**Excerpt to read:**
• • •

A.       Statements filed pursuant to Rule 13d-1(b) containing the information
         required by this schedule shall be filed not later than February 14
         following the calendar year covered by the statement or within the time
         specified in Rules 13d-1(b)(2) and 13d-2(e). Statements filed pursuant
         to Rule 13d-1(c) shall be filed within the time specified in Rules
         13d-1(c), 13d-2(b) and 13d-2(d). Statements filed pursuant to Rule
         13d-1(d) shall be filed not later than February 14 following the
         calendar year covered by the statement pursuant to Rules 13d-I(d)and
         13d-2(b).

B.       Information contained in a form which is required to be filed by rules
         under section 13(f) (15 U.S.C. 78m(f)) for the same calendar year as
         that covered by a statement on this schedule may he incorporated by
         reference in response to any of the items of this schedule. If such
         information is incorporated by reference in this schedule, copies of
         the relevant pages of such form shall be filed as an exhibit to this
         schedule.

• • •

**What this exercise asks:**
**A)** Decide whether each statement below agrees with the filing instructions, answering yes or no and quoting the words that settle it.
(i) Statements filed under Rule 13d-1(b) may be filed no later than February 14 following the calendar year the statement covers.
(ii) Statements filed under Rule 13d-1(c) are due by February 14 following the calendar year covered.
(iii) If information from a section 13(f) form is incorporated by reference, copies of the relevant pages of that form must be filed as an exhibit.
**B)** Answer these questions from the filing instructions.
(i) Besides the February 14 deadline, what other timing do the instructions allow for statements filed under Rule 13d-1(b)?
(ii) Under which section's rules is the form filed whose information may be incorporated by reference?
(iii) Which rule governs statements that are due within the time specified in Rules 13d-1(c), 13d-2(b) and 13d-2(d)?
The listing has no connection to the filing instructions.

**Named-object pointing records:**
• • •

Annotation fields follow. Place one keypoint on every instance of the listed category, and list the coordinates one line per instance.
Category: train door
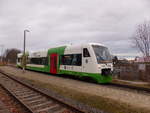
(86, 61)
(53, 63)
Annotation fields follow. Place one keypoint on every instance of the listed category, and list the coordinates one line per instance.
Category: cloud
(57, 22)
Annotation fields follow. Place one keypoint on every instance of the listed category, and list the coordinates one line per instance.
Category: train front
(104, 61)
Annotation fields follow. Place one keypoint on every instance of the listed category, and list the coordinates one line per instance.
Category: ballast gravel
(132, 98)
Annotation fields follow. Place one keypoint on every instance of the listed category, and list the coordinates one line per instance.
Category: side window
(66, 59)
(77, 60)
(86, 52)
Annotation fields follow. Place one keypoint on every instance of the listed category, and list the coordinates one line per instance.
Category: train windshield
(102, 54)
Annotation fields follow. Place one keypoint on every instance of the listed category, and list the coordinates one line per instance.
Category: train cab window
(86, 52)
(67, 59)
(77, 60)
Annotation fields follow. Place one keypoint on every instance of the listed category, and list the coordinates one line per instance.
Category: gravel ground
(10, 102)
(131, 98)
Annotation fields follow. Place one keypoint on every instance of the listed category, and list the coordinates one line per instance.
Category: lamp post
(24, 49)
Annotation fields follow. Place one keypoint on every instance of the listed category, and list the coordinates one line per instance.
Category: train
(89, 60)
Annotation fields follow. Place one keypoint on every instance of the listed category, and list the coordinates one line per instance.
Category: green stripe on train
(95, 76)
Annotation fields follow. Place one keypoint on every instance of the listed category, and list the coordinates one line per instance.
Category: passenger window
(77, 60)
(72, 59)
(66, 59)
(86, 52)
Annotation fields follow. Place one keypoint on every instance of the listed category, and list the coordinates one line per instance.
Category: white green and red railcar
(90, 60)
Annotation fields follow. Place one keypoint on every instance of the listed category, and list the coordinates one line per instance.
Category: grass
(106, 104)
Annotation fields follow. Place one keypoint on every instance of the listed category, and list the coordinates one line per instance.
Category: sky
(59, 22)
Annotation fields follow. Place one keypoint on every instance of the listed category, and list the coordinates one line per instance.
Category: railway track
(37, 100)
(125, 86)
(3, 108)
(136, 88)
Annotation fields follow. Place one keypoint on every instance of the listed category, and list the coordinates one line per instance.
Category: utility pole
(2, 47)
(24, 50)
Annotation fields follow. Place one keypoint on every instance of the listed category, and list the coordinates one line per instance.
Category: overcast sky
(59, 22)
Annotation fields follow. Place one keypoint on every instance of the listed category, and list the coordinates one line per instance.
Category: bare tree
(11, 55)
(141, 38)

• • •

**Answers for this exercise:**
**A)**
(i) Yes: "shall be filed not later than February 14 following the calendar year covered by the statement"
(ii) No: "shall be filed within the time specified in Rules 13d-1(c), 13d-2(b) and 13d-2(d)"
(iii) Yes: "copies of the relevant pages of such form shall be filed as an exhibit to this schedule"

**B)**
(i) Within the time specified in Rules 13d-1(b)(2) and 13d-2(e).
(ii) Section 13(f) (15 U.S.C. 78m(f)).
(iii) Rule 13d-1(c).